__Required work__:
Copy the items below, requests included, starting at the line containing "the puppy's muzzle" and ending at the last line of the items. Multiply every coordinate in the answers by 0.75 and round each result to a whole number, rounding halves up.

__Excerpted records__:
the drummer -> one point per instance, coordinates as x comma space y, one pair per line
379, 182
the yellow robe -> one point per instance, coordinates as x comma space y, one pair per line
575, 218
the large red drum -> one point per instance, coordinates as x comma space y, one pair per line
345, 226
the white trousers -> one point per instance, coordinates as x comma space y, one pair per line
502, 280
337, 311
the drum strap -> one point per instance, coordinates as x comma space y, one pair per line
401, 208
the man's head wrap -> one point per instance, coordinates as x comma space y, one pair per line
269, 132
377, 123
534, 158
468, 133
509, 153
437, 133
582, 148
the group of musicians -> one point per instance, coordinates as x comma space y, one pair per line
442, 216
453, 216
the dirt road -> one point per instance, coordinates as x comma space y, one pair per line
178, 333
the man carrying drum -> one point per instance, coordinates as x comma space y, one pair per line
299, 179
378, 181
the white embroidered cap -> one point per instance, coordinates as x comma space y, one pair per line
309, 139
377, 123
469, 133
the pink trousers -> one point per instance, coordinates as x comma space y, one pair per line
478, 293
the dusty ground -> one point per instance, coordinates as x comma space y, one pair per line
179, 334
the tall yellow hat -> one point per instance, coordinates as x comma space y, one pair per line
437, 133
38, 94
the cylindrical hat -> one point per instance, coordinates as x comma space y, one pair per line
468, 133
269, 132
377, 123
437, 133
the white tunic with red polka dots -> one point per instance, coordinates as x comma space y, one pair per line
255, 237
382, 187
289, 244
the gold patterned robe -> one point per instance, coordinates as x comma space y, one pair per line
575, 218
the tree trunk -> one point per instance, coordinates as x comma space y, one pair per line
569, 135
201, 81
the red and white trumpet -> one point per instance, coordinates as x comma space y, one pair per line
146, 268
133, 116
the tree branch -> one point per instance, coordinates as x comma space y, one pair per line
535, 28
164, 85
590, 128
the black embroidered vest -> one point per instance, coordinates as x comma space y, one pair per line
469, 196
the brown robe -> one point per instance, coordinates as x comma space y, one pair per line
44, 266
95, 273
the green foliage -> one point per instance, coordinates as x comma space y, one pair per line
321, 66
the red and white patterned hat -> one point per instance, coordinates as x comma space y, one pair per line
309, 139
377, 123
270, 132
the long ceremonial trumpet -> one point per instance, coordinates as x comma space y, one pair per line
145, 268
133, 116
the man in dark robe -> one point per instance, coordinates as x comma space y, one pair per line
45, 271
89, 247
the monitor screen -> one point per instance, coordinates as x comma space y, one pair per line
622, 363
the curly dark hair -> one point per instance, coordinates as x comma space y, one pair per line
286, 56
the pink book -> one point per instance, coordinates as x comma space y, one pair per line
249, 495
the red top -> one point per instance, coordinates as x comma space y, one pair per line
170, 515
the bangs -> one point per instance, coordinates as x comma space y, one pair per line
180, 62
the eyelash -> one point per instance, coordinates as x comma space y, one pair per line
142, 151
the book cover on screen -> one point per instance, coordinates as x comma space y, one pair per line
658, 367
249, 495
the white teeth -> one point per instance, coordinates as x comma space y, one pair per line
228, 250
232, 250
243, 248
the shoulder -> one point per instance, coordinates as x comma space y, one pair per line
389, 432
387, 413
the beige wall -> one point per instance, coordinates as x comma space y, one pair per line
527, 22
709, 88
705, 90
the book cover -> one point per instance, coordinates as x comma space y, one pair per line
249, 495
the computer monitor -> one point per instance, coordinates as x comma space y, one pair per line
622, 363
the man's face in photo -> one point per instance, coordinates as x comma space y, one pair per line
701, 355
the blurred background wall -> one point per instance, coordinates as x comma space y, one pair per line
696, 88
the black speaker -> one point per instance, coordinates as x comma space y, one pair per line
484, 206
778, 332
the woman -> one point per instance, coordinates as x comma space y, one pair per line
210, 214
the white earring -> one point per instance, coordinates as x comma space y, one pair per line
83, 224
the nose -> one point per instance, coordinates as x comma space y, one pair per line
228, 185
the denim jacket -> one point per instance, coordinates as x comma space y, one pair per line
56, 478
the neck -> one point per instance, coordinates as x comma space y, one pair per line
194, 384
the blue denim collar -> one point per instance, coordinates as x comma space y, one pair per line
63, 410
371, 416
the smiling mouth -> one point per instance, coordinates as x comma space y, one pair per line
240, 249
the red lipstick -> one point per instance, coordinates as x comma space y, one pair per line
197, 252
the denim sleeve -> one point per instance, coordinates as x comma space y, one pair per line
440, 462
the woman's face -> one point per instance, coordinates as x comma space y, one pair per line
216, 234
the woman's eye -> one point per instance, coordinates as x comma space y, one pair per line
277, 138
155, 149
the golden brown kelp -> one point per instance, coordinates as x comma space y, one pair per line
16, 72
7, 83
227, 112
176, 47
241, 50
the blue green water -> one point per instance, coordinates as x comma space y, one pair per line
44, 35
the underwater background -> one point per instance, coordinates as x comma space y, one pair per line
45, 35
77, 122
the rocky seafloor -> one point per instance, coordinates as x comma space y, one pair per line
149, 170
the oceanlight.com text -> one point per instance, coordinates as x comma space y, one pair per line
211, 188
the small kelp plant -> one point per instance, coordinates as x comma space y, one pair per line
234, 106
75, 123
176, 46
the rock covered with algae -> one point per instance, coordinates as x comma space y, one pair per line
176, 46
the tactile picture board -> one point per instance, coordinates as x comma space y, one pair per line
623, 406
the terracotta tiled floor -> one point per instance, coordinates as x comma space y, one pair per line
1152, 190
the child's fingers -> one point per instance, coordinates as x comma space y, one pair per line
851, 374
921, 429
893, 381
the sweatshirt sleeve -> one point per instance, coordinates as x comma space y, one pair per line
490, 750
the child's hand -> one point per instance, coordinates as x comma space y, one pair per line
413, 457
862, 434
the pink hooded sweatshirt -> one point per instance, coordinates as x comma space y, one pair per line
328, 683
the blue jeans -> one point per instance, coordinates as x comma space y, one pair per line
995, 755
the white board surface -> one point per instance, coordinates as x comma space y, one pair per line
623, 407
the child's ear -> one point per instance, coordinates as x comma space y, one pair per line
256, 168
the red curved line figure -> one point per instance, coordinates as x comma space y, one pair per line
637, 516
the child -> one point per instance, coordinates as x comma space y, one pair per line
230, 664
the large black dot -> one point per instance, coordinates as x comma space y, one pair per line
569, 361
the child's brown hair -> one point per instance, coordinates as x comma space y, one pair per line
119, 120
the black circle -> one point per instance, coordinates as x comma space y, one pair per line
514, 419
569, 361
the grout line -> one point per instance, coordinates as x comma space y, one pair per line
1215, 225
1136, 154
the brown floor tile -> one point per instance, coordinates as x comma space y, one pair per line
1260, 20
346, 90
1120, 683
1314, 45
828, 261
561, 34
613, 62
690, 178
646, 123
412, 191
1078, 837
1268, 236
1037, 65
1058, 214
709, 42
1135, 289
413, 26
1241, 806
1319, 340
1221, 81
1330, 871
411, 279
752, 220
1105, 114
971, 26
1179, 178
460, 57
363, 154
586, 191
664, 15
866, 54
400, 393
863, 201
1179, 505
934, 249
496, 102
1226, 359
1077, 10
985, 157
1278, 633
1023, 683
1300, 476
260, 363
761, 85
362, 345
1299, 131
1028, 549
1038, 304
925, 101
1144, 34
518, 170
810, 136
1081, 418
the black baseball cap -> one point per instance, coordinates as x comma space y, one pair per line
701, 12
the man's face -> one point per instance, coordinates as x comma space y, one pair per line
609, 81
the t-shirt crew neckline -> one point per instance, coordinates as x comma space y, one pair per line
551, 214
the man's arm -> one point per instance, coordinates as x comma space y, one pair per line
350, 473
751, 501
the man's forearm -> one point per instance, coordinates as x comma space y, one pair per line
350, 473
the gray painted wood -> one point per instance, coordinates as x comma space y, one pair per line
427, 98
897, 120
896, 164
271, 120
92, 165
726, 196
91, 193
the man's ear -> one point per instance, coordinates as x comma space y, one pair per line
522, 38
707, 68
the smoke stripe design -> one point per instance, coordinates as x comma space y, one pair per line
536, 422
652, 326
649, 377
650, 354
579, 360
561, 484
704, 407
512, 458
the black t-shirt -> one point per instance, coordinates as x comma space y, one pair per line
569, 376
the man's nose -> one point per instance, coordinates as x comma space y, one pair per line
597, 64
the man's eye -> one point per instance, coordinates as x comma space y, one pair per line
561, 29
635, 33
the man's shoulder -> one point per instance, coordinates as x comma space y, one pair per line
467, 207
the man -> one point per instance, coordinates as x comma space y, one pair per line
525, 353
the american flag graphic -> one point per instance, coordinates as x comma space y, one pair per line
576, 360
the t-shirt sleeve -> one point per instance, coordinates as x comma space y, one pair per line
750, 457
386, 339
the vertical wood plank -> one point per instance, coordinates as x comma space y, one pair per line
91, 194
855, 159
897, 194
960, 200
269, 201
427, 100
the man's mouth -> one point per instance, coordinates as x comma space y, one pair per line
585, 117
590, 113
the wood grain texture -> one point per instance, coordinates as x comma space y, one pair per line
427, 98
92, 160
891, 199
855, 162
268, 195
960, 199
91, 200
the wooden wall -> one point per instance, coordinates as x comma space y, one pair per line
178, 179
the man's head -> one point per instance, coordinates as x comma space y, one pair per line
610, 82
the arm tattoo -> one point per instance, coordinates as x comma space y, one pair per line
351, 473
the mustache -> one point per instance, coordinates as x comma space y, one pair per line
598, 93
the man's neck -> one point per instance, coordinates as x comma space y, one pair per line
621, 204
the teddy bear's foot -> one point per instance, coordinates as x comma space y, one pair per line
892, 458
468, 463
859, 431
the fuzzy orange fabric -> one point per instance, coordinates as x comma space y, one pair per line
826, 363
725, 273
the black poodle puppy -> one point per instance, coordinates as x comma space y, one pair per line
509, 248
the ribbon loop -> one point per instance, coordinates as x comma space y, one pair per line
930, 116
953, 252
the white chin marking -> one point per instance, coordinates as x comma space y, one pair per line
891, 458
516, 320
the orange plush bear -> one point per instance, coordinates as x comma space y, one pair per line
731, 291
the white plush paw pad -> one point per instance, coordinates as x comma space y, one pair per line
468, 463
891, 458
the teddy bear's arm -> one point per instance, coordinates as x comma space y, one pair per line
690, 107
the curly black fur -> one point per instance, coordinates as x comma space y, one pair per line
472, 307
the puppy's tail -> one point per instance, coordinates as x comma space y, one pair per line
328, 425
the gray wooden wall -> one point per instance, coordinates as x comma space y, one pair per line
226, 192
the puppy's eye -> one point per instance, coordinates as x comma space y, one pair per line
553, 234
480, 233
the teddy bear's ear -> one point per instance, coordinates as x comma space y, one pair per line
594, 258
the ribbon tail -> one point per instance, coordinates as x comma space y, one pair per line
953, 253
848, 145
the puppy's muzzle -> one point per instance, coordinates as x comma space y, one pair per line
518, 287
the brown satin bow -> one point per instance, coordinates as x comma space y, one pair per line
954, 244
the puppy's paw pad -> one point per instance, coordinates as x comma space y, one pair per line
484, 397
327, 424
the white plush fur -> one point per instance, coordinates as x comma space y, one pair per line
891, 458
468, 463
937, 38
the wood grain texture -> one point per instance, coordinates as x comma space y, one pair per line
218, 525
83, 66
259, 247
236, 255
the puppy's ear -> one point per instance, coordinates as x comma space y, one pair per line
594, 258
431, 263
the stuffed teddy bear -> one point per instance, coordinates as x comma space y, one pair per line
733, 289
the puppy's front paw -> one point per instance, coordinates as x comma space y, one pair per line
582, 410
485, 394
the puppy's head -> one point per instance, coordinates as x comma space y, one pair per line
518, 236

__Output for this exercise__:
the puppy's muzzle -> one point per instance, coordinates as x comma space y, one pair per line
389, 215
the brown satin bow -> one point per instance, coordinates as x comma space y, one pair per line
716, 183
the puppy's paw pad -> one point per instance, coordinates as x comma space y, one pair per line
363, 298
245, 318
the white plush fur -> one point per instance, coordinates as x comma space y, one pair per line
668, 344
351, 347
703, 29
the wood grain texture -> one point per instance, coordinates as x comma space y, one pair per line
164, 394
62, 50
194, 185
177, 191
the puppy's ear -> one point per instance, coordinates as x comma space y, one pair per line
446, 194
323, 197
the stuffed teddy bear -> one point per instance, coordinates as x comma space y, one pair per line
550, 217
the puppy's front paw -> one point per instance, coordinates as x comma space y, one pair per line
437, 308
364, 296
the puppy's head -> one point per instance, coordinates as x comma space y, one pair per line
389, 177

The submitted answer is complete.